───── Material provided ─────

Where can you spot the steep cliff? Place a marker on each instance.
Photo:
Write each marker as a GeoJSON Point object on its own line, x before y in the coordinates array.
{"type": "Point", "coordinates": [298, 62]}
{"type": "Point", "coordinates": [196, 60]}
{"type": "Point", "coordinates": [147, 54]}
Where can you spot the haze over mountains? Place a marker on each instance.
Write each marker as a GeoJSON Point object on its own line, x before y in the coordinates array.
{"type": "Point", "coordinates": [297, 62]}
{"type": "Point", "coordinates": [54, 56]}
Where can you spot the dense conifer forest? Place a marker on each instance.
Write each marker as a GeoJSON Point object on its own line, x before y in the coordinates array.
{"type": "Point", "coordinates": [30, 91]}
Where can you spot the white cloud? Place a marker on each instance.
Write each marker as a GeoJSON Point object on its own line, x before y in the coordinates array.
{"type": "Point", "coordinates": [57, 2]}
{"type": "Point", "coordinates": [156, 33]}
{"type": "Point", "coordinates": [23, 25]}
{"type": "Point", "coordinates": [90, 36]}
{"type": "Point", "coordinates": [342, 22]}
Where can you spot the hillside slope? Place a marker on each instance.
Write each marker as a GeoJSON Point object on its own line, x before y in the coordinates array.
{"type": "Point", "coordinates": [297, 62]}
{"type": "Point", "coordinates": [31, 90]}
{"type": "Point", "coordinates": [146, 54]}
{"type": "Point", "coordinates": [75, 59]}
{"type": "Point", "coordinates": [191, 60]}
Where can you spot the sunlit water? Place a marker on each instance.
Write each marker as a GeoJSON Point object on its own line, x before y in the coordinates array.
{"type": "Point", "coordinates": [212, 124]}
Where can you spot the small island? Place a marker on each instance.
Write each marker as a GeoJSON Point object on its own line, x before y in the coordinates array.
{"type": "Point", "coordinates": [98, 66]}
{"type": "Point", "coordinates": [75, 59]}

─────

Goal:
Switch every "marker" in the items above to "pin" and write the items out again with nothing else changed.

Finished exercise:
Where can you spot the steep cliff? Place a pin on each instance.
Photo:
Write each pin as a GeoJSON Point object on its own line, x before y in the coordinates array.
{"type": "Point", "coordinates": [298, 62]}
{"type": "Point", "coordinates": [196, 60]}
{"type": "Point", "coordinates": [147, 54]}
Where can you spot the haze over mountains? Place a pin on each instance.
Write each pin as a GeoJSON Point object on its own line, x before y in the coordinates array.
{"type": "Point", "coordinates": [297, 62]}
{"type": "Point", "coordinates": [54, 56]}
Where can you spot the dense conifer forest? Place a pin on each instance.
Write each pin as a GeoJSON Point object on its own line, x before y in the coordinates array.
{"type": "Point", "coordinates": [30, 91]}
Where can you spot the white cloud? Place a pin on each instance.
Write each pin as a GeoJSON Point object on its own line, x before y in the coordinates array.
{"type": "Point", "coordinates": [57, 2]}
{"type": "Point", "coordinates": [156, 33]}
{"type": "Point", "coordinates": [23, 25]}
{"type": "Point", "coordinates": [90, 36]}
{"type": "Point", "coordinates": [342, 22]}
Where can you spot the hillside slope? Place a pin on each instance.
Write each pin as a GeoJSON Point object on its own line, x before y in the coordinates array.
{"type": "Point", "coordinates": [297, 62]}
{"type": "Point", "coordinates": [31, 90]}
{"type": "Point", "coordinates": [146, 54]}
{"type": "Point", "coordinates": [75, 59]}
{"type": "Point", "coordinates": [191, 60]}
Where can you spot the sunlit water? Place a pin on each instance.
Write each pin as a GeoJSON Point object on its own line, x before y in the coordinates array.
{"type": "Point", "coordinates": [212, 124]}
Where can you spot the small island? Place a pin on each instance.
Write each pin as a GeoJSON Point object on its own line, x before y in the coordinates array.
{"type": "Point", "coordinates": [98, 66]}
{"type": "Point", "coordinates": [75, 59]}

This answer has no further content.